## start Data for the task

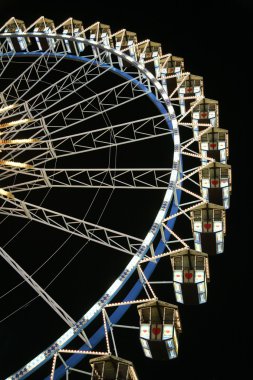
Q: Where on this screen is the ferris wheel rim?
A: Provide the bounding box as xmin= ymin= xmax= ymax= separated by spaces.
xmin=0 ymin=33 xmax=180 ymax=379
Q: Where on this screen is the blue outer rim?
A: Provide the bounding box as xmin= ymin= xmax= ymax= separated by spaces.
xmin=0 ymin=52 xmax=182 ymax=380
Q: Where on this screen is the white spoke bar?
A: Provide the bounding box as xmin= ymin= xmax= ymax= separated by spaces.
xmin=0 ymin=247 xmax=90 ymax=345
xmin=2 ymin=115 xmax=173 ymax=166
xmin=0 ymin=196 xmax=142 ymax=255
xmin=6 ymin=168 xmax=171 ymax=193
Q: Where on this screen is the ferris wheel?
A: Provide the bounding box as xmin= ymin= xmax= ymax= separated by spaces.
xmin=0 ymin=16 xmax=231 ymax=380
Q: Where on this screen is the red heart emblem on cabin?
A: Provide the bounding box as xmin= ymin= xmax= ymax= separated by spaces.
xmin=211 ymin=179 xmax=219 ymax=186
xmin=152 ymin=327 xmax=161 ymax=335
xmin=204 ymin=223 xmax=212 ymax=231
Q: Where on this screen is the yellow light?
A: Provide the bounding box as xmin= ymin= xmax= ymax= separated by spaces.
xmin=0 ymin=160 xmax=33 ymax=169
xmin=0 ymin=119 xmax=33 ymax=128
xmin=0 ymin=188 xmax=14 ymax=199
xmin=0 ymin=139 xmax=40 ymax=145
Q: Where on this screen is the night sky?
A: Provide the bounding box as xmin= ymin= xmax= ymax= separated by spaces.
xmin=0 ymin=0 xmax=250 ymax=380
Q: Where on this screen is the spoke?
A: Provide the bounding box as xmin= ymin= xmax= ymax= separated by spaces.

## end Data for the task

## Task prompt
Please find every line above that contains the word "this" and copy each one in full. Case counts.

## Expected answer
Q: Where on this screen is the ferris wheel rim?
Q: Where on this screen is the blue outer rim?
Q: Where on this screen is the white spoke bar?
Q: Where on this screen is the ferris wheel?
Q: Where on this screen is the red heart emblem on cabin?
Q: Where on this screen is the yellow light?
Q: Where on this screen is the night sky?
Q: Where on this screen is the spoke?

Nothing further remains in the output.